╔══

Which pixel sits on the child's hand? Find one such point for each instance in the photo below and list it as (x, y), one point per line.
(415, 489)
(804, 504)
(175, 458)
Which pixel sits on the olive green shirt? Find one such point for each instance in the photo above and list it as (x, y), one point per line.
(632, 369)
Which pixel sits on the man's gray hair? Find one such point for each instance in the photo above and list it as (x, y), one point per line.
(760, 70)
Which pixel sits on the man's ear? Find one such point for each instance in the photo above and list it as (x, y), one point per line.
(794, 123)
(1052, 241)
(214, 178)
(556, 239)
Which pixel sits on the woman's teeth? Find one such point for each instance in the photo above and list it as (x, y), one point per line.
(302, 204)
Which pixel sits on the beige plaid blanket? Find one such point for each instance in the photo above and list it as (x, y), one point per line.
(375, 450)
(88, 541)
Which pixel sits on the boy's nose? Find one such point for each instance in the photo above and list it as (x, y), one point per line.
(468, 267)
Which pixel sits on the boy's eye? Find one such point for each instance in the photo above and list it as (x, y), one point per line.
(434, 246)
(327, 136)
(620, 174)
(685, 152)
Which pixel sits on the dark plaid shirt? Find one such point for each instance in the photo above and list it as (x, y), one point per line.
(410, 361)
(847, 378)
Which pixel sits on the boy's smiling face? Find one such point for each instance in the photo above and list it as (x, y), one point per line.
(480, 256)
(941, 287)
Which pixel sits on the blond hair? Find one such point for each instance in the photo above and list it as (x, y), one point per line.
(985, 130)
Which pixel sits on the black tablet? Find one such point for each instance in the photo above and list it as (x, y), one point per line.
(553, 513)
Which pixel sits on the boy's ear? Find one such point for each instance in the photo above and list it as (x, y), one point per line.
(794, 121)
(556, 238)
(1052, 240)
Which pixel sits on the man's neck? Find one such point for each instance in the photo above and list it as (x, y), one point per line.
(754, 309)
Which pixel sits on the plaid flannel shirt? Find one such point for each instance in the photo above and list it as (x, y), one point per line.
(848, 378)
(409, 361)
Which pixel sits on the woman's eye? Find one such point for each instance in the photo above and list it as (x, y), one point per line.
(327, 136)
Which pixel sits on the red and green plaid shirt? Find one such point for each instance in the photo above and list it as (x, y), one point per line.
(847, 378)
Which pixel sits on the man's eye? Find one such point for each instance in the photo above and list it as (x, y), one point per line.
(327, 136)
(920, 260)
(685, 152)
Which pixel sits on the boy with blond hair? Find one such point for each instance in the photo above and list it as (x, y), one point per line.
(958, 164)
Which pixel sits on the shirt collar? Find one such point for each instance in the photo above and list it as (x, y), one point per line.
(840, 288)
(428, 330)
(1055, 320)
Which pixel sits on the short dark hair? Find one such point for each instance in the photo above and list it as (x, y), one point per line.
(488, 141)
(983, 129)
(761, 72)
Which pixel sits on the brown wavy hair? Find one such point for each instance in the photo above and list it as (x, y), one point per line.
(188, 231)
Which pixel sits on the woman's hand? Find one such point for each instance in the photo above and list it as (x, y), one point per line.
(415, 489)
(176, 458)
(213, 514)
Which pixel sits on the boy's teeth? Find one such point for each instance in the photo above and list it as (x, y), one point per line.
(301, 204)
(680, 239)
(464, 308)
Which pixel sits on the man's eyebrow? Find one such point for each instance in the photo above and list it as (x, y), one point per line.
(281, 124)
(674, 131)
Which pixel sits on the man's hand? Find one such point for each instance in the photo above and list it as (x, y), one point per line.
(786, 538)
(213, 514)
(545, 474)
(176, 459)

╚══

■ What to do ■
The full listing must be retyped exactly as it stands.

■ Exercise response ■
Which pixel sits on the child's hand? Find one such point for each instance in the photo below and list it as (x, y), one point per line.
(415, 489)
(804, 504)
(175, 458)
Which pixel sits on the olive green shirt? Find one such point for each instance in the photo above and list it as (x, y), one point per line.
(632, 369)
Which pixel sits on the man's gray hair? Find one such point for each instance in the photo above and list it as (x, y), one point per line.
(760, 70)
Which pixel sits on the man's ear? Find one such point for each instance in the photo above and list it as (x, y), one point per line.
(794, 123)
(1052, 241)
(214, 178)
(556, 239)
Which pixel sits on the woman's teeth? Find one such point for each instance in the photo above and list it as (x, y), one point per line.
(302, 204)
Which pixel sits on the beige plaid blanket? Find one such point for each instance in the photo above and list it as (x, y), one point per line.
(375, 450)
(88, 541)
Which pixel sits on the boy's nose? Find one such point for each instance in the photo above and list it as (x, y), one point per line.
(468, 267)
Which pixel sits on the boy's eye? Find one such point for each instance in the photo above and list it as (x, y), one point per line.
(434, 246)
(327, 136)
(620, 174)
(685, 152)
Which pixel sits on the dark plaid shirt? Find one such point for each instance in the photo above and list it as (x, y), one point per line.
(410, 361)
(847, 378)
Which pixel sits on the boy's smiling face? Find one such point for each instance in the photo above and list it as (x, y), one point per line.
(480, 256)
(941, 287)
Which pixel sits on the blond hair? Find one such point for each instance in the photo above and list it as (x, y), one point per line.
(985, 130)
Which pixel sits on the black tablet? Find one such point for each instance in the photo above and list it as (x, y), one point per line.
(553, 513)
Which pixel sits on the boy's ear? Find one such point for each instance in the photo above and list it as (x, y), one point per line.
(794, 121)
(556, 238)
(1052, 240)
Which pixel sits on the man's neck? Find one such point for each instance in the photo above and list it as (x, y), one point per line.
(754, 309)
Which pixel sits on the plaid flannel shirt? Find one such point for each instance in the photo above and list it as (x, y), one point per line.
(848, 378)
(409, 361)
Which pixel sits on the woman's eye? Find one such point for each instance in the photo above and list it as (x, y), one point per line.
(327, 136)
Which pixel sits on the red and green plaid shirt? Find one such point for each instance in the photo above and list it as (x, y), one point per line.
(847, 378)
Which pixel sits on the man's eye? Find one such point for each instance in the photo above and list it as (x, y), one point per line.
(327, 136)
(920, 260)
(685, 152)
Which pixel sits on the boy with blond hair? Find one such point for each instance in the photo above and list it as (x, y), one point per line.
(958, 164)
Which pixel sits on the shirt collar? Find one such point for each instance in the photo above and list it as (x, y), one point per line.
(840, 288)
(428, 330)
(1055, 320)
Which pixel sits on the short dark hair? Find one such point for each instance in the photo above and list it as (x, y), one point per line.
(488, 141)
(983, 129)
(761, 72)
Which pixel sits on the brown wavy hair? Find one such point for each instance in the photo above and list it as (x, y), one point per line.
(188, 231)
Which pixel sits on the woman's hand? Find one such point for each instance in the photo above and list it as (x, y), one point per line.
(415, 489)
(176, 458)
(213, 514)
Which pixel sits on the boy's teeth? Find one such point for each instance in the photo above and list it as (x, y), one point per line.
(301, 204)
(680, 239)
(464, 308)
Which pixel sits on the man's eyebrow? Find one such point for each instance in the photo above and list it as (x, y), one point per line.
(281, 124)
(674, 131)
Which pixel sits on the man's hand? Find one such point for each instance in the photo above and list it as (x, y), one point per line.
(786, 538)
(213, 514)
(545, 474)
(176, 459)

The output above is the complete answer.